## GOAL OF THE EXERCISE
From the listing below, pick out every line that contains the word "green" and copy each one in full.

## PROVIDED INFORMATION
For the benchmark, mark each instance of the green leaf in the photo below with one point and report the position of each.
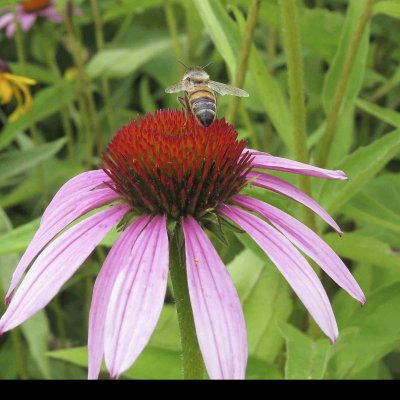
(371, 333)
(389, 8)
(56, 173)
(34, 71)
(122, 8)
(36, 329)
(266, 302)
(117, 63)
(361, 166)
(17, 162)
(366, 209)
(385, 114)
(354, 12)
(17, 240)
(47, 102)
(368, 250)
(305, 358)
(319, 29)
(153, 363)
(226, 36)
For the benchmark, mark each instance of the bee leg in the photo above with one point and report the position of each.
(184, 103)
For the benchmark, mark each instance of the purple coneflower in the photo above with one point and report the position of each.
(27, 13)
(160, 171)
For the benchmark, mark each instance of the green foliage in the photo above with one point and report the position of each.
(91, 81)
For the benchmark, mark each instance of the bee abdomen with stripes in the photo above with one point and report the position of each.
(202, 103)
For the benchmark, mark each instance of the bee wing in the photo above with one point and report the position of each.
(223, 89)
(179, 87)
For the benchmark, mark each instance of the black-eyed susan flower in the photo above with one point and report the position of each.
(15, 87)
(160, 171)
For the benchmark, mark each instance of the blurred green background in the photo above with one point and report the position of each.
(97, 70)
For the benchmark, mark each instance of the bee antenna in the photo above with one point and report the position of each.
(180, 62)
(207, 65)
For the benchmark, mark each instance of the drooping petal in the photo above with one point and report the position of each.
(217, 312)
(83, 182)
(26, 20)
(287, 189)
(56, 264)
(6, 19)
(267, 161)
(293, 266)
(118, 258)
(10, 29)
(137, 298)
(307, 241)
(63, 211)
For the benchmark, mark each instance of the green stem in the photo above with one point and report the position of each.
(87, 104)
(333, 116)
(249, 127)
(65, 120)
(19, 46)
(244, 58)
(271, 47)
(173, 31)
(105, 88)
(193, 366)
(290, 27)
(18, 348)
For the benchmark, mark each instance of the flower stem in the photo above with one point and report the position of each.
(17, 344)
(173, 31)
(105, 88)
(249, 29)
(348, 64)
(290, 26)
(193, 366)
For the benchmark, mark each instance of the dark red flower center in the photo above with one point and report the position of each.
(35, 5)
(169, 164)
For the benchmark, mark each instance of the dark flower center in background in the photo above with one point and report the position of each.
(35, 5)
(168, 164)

---

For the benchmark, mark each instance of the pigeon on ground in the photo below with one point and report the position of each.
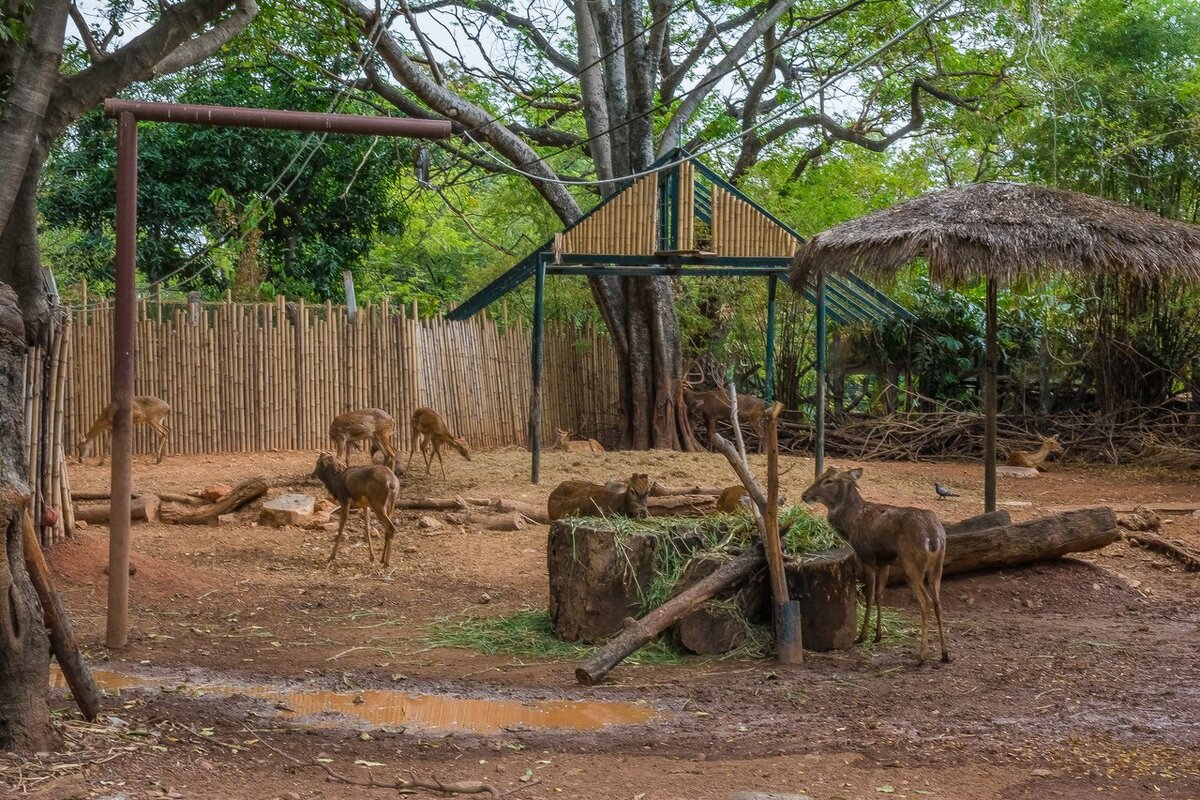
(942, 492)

...

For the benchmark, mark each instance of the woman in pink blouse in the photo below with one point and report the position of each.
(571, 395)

## COMPLETE ANSWER
For the benchmark, mark each instance of the green leaf in the photo below with one point and report the position of each.
For the benchmark, mark each instance of the green foliage in the photo above with one point and report the position of each.
For the benchmark, mark each instance of the blurred green background in the photo above with one point and report the position of each.
For the benchmark, mark each instance of the green stem in the photo above with one point and report the position of each.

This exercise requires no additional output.